▶ _Texte présenté_:

________________

Les
images de la vie
La Tunisie va de l'avant, quoi qu'il arrive... Malgré son inscription dans le modernisme, elle présente au quotidien, le tableau de
la dissonance. La routine qui semble s’ancrer met en lumière une certaine
âpreté due à la misère. La cohésion familiale fait le reste, ainsi que la
« débrouille ».
La
douceur de vivre, si elle s’apparente au climat et resurgit au petit bonheur,
ne fait pas toujours partie du lot quotidien. Car si la classe moyenne a
tendance à se développer, elle se trouve en butte aux embûches pécuniaires. La
Tunisie, c’est aussi la vitrine idyllique du luxe touristique à portée des
étrangers, qu’ils viennent du Golfe arabique ou d’Occident, côtoyant une majorité
de petites gens.
Enfant endormi sous charrette de bric et de broc |
Malgré la morosité ambiante qui ferme les
visages quand chacun se trouve seul à vaquer à ses occupations, la jovialité
immanente au caractère méditerranéen éclate comme une déflagration à chaque
coin de rue. Le Tunisien aime la compagnie. Rien ne se décide sans l’accord du
clan et pour les jeunes générations sans
le chorus des amis.
Le jasmin, la chicha, les cartes…
En
pleine adéquation avec la tendance hédonique du Tunisien à la procrastination,
qui remet au lendemain et étire le temps, le jasmin à l’oreille, le verre de
thé interminable et la chicha
(narguilé) rythment la vie coutumière. A la suite de Zoubéir Turki et de Gorgi s’esclaffant : « Je ne dessine pas le vendeur de jasmin, je dessine
le parfum du jasmin », la peinture continue à l’immortaliser.
Hedi Jouini, le jasmin et les calligraphies de Nja
Mahdaoui
Qui
ne se berce encore aux accents de « Taht al Yasmina (الياسمينة تحت) »
(« Sous le jasmin »), chanson phare composée par Hedi Jouini dans la 1ère moitié du
XXème siècle ? Car les Tunisiens chantent : en famille, à la veillée,
aux fêtes, entre amis… Et ce jasmin les identifie.
Une
de ces multiples chansons d’amour populaire où l’amoureux éploré, consolé par
les fleurs, chante sa peine sous le ciel nocturne dépourvu de lune et pleure le
manque qu’il éprouve pour elle… Mais si le Tunisien est sentimental et se
complaît aux chansons élégiaques, il trouve d’autres ressources dans l’humour.
Il est le premier à rire des travers de la vie
et de ses propres faiblesses. L’incongruité émaille son environnement. S’il
sait faire feu de tout bois, c’est parfois à ses risques et périls. Ainsi
s’emploie-t-il à aménager le domicile familial, sur le principe des extensions.
Ce n’est pas toujours du plus bel effet. Mais c’est efficace. Tout est à
récupérer, les objets, les véhicules, l’espace vital.
Comme un château de cartes |
Cependant,
l’infrastructure publique ne fait pas défaut au territoire. Il est aménagé de
grands barrages, de ponts audacieux, de gratte-ciel et de bâtiments des plus
fonctionnels à l’architecture prestigieuse. Mais ce n’est pas ici notre propos.

________________

▶ _Extraits des données_:
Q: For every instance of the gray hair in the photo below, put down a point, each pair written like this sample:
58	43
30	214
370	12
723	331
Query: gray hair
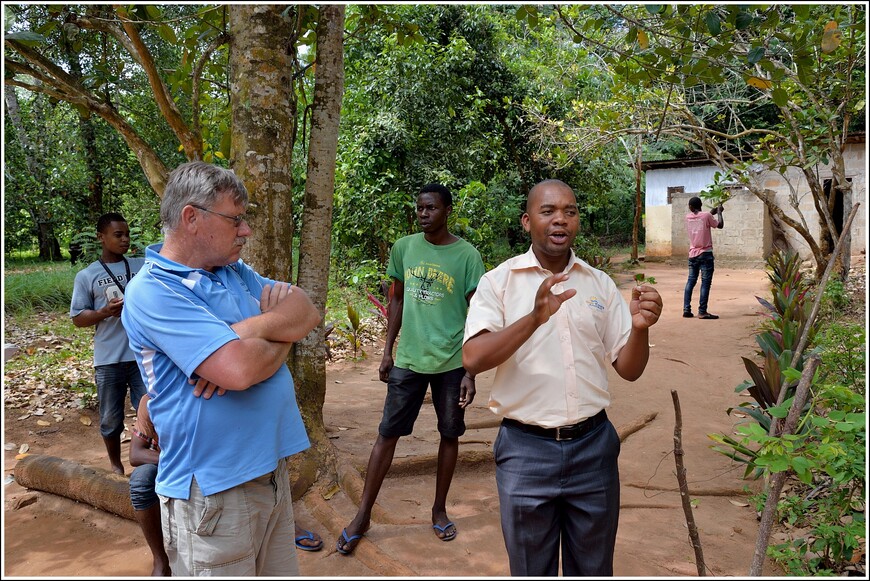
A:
199	184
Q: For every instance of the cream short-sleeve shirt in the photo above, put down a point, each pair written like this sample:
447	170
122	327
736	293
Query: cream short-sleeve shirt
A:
559	376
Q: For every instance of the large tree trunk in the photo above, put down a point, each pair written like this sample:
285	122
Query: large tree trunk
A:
263	131
86	128
309	370
49	247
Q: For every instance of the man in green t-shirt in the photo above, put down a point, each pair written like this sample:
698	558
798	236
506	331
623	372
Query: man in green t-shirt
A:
434	276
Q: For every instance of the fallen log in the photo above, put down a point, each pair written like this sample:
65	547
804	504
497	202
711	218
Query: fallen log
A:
94	486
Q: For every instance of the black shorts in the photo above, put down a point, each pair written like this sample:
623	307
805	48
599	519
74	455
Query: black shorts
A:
405	392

________________

▶ _Liste des tâches_:
• 1. Reproduisez le passage du texte sur la Tunisie qui va de « Le jasmin, la » jusqu'à « continue à l’immortaliser. » inclus.
• 2. Poursuivez le texte sur la Tunisie à partir de sa dernière phrase.

▶ _Résultats par tâche_:
• 1.
Le jasmin, la chicha, les cartes…
En
pleine adéquation avec la tendance hédonique du Tunisien à la procrastination,
qui remet au lendemain et étire le temps, le jasmin à l’oreille, le verre de
thé interminable et la chicha
(narguilé) rythment la vie coutumière. A la suite de Zoubéir Turki et de Gorgi s’esclaffant : « Je ne dessine pas le vendeur de jasmin, je dessine
le parfum du jasmin », la peinture continue à l’immortaliser.

• 2.
Sans
nul doute, le pays ne fonctionne pas sur la même longueur d'onde. Certains n'hésitent pas à accentuer les clivages, à renforcer l'inadaptation. Il n’est pas si rare de voir une charrette traverser l’autoroute. Question de
hiatus entre la frange modernisée et le monde hermétique de la paysannerie
démunie ! Le particulier, lui, doit subvenir, sans de réels moyens, aux
nécessités de toutes sortes. Et il s’en accommode. Demain est un autre jour.
Un jeu de dés…
Comme
les Tunisiens ne cessent de le répéter : « Dieu y
pourvoira ! ». La chance, ils en ont sacrément besoin ! Mais il
faut la solliciter et ils s’y emploient sans baisser les bras. Le jeu de carte,
les osselets, les dominos, sont des moyens pour traiter d’affaires. La baraka (la chance), ce n’est pas
seulement que pour le loisir. L’avenir se joue sur le tapis.
Les affaires se jouent au café |
Le
troc fait partie des affaires courantes : le marché aux puces, comme les
multiples réparations et rénovations d’appareils ménagers sont monnaie
courante. On ne jette rien on transforme. Pas de gaspillage. Tout est réutilisé
moult fois. On a même vu des carcasses d’habitacles de voitures, tirées par des
ânes : en guise de tracteur défiant les averses.
Peu
d’usines de fabrication, ainsi faut-il pallier aux importations.
L’amortissement est indéfini et la durée de vie des engins motorisés semble
aller au-delà de toute limite. Si le Tunisien est roi du bricolage, il fait
preuve d’ingéniosité. De surcroît, il
fait partie de ces as du marchandage. Toute denrée, toute bête sur pieds, tout
ce qui se consomme s’achète, rarement au prix indiqué.
Bric-à-brac : tout est bon ! |
Les
négociations interminables font partie de cet emploi du temps journalier. Il
faut dire que la parole est dotée de sacralité. On ne joue pas avec les mots
lors de tractations. Chaque terme se soupèse avant même d’être prononcé. Tout
est finesse de pourparlers. Mais que le visiteur se rassure !
Le
Tunisien est avant tout serviable et il offre son aide en cas de petite panne
en toute gratuité ! Mesdemoiselles, Mesdames, vous pouvez crever sur la
route : jamais, vous n’aurez à toucher le pneu. Il vous suffit de savoir
où se loge votre cric.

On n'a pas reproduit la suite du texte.